YOUR GOAL:
The response must contain each line of the material that holds "green".

EXCERPTED RECORDS:
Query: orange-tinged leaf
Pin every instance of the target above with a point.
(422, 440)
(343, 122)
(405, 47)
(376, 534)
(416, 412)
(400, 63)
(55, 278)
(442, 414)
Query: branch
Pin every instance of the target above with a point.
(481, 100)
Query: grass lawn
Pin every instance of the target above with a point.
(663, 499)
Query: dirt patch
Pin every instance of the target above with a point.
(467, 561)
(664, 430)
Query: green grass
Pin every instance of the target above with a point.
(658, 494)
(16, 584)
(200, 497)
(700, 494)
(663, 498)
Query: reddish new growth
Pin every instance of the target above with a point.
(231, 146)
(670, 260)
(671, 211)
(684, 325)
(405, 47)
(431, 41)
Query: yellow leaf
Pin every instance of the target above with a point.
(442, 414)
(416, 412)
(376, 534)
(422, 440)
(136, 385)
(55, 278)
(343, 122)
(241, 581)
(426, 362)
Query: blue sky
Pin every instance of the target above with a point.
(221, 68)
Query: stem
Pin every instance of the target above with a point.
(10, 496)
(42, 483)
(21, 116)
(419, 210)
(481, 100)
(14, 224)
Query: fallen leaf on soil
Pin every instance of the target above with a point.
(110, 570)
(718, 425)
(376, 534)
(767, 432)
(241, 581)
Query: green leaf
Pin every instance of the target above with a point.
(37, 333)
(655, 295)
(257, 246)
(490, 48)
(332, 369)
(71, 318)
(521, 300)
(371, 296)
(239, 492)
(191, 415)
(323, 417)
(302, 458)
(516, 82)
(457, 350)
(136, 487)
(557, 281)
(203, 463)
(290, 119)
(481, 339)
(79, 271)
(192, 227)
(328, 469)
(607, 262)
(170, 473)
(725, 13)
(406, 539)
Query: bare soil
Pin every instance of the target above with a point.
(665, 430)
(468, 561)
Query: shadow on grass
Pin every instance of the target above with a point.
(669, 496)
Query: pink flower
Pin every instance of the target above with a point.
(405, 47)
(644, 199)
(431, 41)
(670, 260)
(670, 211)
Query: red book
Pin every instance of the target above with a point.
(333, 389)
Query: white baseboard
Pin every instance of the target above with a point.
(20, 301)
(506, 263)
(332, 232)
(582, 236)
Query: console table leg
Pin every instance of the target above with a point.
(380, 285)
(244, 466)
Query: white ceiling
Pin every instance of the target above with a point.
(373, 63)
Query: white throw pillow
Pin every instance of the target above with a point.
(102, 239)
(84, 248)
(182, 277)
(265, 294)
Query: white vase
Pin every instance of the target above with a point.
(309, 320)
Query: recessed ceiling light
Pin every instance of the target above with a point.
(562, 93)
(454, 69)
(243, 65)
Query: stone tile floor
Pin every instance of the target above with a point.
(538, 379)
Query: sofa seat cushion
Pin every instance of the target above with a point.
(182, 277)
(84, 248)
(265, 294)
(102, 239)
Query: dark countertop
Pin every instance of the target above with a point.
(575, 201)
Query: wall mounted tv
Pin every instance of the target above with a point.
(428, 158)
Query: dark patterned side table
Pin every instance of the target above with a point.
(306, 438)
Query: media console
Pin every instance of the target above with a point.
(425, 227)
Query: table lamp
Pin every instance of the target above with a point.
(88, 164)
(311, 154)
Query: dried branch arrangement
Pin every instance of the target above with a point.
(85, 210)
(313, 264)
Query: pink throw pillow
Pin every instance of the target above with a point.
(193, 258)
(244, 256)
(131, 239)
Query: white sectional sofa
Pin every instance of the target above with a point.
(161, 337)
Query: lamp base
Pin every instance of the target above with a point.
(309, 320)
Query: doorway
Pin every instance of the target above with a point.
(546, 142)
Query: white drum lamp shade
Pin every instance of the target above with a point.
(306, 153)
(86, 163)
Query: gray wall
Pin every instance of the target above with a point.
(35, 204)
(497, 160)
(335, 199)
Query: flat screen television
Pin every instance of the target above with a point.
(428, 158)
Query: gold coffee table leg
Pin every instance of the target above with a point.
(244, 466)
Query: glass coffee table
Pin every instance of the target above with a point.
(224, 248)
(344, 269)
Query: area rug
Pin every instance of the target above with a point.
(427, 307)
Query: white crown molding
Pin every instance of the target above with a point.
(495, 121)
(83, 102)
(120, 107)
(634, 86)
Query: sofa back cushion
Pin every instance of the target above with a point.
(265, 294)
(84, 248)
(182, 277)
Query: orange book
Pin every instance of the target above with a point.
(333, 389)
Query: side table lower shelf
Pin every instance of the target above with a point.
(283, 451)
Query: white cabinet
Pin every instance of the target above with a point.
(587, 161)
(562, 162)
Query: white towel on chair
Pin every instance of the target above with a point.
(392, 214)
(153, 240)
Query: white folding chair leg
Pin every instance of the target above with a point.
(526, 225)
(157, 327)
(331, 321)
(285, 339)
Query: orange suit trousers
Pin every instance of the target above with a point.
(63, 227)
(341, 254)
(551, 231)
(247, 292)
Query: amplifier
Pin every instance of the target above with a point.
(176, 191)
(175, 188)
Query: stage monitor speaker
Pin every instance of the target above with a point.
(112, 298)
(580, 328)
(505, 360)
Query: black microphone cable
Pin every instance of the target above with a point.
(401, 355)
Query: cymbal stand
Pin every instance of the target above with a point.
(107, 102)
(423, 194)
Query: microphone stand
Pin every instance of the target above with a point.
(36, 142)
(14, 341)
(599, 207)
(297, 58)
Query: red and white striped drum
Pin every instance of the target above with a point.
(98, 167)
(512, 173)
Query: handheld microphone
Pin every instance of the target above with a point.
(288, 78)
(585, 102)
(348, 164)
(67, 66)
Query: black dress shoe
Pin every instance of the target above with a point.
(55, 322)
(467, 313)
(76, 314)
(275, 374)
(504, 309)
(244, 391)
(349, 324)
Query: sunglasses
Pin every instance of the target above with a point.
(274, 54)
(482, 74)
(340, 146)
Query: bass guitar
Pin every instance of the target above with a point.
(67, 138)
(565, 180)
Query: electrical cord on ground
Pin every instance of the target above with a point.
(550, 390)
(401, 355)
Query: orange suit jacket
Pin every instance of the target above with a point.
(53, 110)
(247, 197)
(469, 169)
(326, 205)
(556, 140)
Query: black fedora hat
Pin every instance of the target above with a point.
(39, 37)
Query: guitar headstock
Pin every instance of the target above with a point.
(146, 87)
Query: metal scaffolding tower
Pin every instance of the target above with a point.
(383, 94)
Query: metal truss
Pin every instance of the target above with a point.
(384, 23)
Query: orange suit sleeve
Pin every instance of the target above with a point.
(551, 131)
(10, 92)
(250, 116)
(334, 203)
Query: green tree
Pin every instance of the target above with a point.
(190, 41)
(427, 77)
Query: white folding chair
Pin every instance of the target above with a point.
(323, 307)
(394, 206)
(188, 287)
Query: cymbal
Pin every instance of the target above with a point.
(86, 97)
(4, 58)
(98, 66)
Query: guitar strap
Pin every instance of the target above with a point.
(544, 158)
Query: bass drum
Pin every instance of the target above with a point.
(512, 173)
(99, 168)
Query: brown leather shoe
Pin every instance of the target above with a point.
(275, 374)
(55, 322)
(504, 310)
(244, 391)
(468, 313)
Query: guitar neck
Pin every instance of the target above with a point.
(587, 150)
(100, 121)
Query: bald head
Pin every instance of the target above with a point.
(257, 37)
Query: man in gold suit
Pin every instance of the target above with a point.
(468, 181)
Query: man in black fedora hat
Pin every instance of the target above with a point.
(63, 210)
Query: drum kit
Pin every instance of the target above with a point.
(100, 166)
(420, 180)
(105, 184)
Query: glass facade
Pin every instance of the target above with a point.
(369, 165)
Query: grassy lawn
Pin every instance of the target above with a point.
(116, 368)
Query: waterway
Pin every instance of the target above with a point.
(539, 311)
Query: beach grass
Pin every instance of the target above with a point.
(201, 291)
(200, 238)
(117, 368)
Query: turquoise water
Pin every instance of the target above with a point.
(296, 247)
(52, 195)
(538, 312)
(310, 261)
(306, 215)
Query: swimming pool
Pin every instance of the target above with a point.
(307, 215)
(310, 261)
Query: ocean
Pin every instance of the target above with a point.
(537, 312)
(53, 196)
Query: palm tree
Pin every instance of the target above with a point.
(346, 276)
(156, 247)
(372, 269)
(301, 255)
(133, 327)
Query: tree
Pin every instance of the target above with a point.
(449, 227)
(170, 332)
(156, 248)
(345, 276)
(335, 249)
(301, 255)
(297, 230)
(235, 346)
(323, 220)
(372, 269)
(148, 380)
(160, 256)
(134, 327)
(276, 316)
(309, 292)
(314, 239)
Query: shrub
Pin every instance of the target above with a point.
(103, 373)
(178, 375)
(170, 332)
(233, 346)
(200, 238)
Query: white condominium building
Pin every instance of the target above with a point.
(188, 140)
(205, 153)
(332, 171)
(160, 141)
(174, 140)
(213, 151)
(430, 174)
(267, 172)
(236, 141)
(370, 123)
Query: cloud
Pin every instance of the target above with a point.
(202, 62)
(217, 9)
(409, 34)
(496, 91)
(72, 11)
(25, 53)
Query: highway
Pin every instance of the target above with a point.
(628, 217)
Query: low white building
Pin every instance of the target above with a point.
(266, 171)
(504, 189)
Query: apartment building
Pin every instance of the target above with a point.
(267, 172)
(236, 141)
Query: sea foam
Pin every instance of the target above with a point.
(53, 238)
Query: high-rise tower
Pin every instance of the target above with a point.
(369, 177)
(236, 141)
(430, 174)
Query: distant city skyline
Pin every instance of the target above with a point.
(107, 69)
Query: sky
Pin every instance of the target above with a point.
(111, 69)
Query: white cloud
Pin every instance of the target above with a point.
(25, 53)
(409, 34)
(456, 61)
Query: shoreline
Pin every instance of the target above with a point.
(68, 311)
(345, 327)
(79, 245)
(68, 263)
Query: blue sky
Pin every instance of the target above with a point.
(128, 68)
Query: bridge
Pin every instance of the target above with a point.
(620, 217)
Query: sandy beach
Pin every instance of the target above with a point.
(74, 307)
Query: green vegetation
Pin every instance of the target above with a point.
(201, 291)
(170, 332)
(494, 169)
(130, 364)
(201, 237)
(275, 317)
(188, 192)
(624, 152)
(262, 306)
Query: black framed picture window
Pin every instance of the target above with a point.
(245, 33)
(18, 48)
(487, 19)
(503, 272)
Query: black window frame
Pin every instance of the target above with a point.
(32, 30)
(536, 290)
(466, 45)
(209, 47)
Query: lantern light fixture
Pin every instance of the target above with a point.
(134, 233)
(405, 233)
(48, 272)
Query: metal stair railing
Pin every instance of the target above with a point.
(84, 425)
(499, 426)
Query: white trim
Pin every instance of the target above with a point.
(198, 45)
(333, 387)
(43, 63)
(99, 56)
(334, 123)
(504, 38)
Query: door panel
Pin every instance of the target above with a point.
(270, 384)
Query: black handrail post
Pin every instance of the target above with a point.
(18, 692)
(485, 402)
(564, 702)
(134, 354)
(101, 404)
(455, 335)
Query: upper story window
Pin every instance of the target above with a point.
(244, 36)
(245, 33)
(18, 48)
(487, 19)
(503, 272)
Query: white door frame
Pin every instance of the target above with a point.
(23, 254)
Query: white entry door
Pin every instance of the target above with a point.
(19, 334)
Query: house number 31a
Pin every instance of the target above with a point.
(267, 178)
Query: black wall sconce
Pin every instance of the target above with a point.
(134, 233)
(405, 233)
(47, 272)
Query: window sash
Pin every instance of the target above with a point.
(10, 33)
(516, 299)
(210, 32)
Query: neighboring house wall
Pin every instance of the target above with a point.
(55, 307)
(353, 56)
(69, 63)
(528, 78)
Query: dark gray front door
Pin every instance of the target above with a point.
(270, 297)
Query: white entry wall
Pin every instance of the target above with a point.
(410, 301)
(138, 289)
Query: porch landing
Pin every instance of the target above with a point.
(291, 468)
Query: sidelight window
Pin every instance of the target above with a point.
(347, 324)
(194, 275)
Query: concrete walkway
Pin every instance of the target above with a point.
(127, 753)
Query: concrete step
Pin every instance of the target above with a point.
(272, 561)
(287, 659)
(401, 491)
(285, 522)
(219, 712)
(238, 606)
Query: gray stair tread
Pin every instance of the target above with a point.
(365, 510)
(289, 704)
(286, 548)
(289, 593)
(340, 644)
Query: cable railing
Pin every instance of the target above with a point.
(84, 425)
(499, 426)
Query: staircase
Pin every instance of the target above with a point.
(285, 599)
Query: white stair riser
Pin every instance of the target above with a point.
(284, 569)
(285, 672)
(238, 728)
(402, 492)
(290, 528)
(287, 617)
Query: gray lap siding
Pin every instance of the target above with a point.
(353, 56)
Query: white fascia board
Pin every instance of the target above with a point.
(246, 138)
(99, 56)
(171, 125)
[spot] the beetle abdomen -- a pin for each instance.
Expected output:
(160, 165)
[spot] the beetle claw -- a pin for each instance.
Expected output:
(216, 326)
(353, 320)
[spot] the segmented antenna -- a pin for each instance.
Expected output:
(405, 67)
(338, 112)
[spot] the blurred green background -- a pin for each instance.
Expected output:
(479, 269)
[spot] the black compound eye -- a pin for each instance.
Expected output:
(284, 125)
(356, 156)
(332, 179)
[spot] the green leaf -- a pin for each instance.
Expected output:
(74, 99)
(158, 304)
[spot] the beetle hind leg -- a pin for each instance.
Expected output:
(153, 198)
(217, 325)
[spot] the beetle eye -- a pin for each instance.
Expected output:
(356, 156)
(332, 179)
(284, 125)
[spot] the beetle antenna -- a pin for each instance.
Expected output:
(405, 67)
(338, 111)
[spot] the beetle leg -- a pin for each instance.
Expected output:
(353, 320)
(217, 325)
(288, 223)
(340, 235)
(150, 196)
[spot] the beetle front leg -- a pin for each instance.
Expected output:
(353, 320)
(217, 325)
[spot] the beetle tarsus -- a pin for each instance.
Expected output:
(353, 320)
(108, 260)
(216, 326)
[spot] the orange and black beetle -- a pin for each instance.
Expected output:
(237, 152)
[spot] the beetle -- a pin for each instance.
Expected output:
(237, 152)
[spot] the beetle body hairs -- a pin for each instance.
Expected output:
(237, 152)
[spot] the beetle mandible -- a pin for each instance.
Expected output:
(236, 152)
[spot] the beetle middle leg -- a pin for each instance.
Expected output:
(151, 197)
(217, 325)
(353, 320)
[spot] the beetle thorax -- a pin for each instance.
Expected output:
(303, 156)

RESPONSE FOR THIS EXERCISE:
Query: green grass
Query: green leaf
Query: green tree
Query: green vegetation
[spot] the blurred green background -- a pin for each instance.
[spot] the green leaf -- a pin for each instance.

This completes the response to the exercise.